▶ _Problem to work on_:
A verbatim copy of the records is required, with all pictures left out.

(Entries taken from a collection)
____

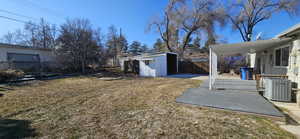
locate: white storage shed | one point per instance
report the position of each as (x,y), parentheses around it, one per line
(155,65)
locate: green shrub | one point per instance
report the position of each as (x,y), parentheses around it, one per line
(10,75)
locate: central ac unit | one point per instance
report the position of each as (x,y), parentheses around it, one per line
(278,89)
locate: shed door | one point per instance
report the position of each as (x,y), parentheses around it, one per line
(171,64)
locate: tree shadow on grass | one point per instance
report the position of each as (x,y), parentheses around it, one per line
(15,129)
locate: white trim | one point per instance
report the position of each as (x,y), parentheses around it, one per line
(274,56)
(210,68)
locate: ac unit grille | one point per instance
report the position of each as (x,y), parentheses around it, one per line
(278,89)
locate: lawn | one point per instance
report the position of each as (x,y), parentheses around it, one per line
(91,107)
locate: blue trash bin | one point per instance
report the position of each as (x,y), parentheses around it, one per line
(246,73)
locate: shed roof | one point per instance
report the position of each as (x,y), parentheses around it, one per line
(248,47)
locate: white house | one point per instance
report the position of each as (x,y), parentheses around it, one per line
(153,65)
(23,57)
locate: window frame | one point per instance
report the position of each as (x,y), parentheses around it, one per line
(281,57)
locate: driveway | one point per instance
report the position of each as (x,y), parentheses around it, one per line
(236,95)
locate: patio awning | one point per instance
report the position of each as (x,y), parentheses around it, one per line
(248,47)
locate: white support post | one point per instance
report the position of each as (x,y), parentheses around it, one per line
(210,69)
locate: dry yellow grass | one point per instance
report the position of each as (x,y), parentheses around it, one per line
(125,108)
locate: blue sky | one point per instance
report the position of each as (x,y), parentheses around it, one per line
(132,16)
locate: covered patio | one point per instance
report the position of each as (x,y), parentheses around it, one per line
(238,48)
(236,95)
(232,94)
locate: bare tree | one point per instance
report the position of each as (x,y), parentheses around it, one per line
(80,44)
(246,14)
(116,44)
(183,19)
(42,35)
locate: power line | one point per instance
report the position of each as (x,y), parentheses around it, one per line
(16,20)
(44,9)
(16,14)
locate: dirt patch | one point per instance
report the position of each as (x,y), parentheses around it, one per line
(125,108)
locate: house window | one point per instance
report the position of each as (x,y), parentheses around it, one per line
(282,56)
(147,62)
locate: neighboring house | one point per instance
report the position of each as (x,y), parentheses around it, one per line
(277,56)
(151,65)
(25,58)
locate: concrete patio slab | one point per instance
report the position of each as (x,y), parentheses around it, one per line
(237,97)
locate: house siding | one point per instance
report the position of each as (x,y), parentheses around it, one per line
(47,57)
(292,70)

____

▶ _Exercise response_:
locate: white storage shed | one point per instance
report the position of each as (x,y), parentheses around it, one per line
(155,65)
locate: green shrub | one point per instance
report the position of each as (x,y), parentheses around it, one per line
(10,75)
locate: central ac unit | one point per instance
report the position of each as (x,y), parentheses around it, one per line
(278,89)
locate: shed door | one point per instance
report the position of each as (x,y), parentheses around it, one per line
(171,64)
locate: tree shadow on grass | one point per instance
report the position of each as (x,y), parentheses around it, one per line
(15,129)
locate: white trim | one point per instance
report the position of each as (x,y), parentheses around it, one per line
(274,56)
(210,68)
locate: ac unit grille | one point per instance
report the position of each as (x,y), parentheses around it, one per line
(278,89)
locate: lawn | one point per instance
report the position of each as (x,y), parentheses around it, one per line
(91,107)
locate: blue trash bin | one point per instance
report the position of each as (x,y), parentheses around it, one per line
(246,73)
locate: shed roof | one point per instance
report the position of each as (x,y), parentheses around it, one per line
(248,47)
locate: white house | one point per instance
report the position of each as (x,y), parentheses around it, one per line
(153,65)
(23,57)
locate: window frame | one point per instance
report the position of each as (x,y), parentheses around it, one per line
(281,57)
locate: driveway | one point per instance
report the position of each as (x,y), parentheses around it, one per line
(236,95)
locate: patio awning | one point per instance
report the position of each as (x,y), parentheses around it, one per line
(248,47)
locate: white support post | one point per instance
report the position of each as (x,y), parentheses around it, one per line
(210,69)
locate: dry yellow grass | one point per instance
report the position of each as (x,y), parentheses around it, one per line
(125,108)
locate: blue sky | one point per instance
report the position of each as (x,y), parentheses around it, one per line
(132,16)
locate: covered patio | one point per instance
report the position of each as (x,y), parentheses around it, one per line
(238,48)
(236,95)
(232,94)
locate: bare tree | one point per instance
report the position of each as (x,y), parentheses around it, one per line
(80,44)
(246,14)
(116,44)
(183,19)
(42,35)
locate: power line | one point per instance
report the position of each as (x,y), parentheses around it, one per line
(16,20)
(44,9)
(16,14)
locate: dirt patch | one point per instance
report the position of each as (x,y), parentheses around it, one per line
(125,108)
locate: house window | one point per instance
report the position of each as (x,y), parentheses around it, one per line
(282,56)
(147,62)
locate: neighboring house | one point per instance
report the position of each as (x,y), parentheses around it, one per line
(277,56)
(151,65)
(25,58)
locate: concrete patio slab | one point per instance
report the position of each as (x,y), parentheses around it, one per line
(237,97)
locate: house siding | one point per instance
report the position of each as (x,y), parentheses around it, one per line
(47,57)
(292,70)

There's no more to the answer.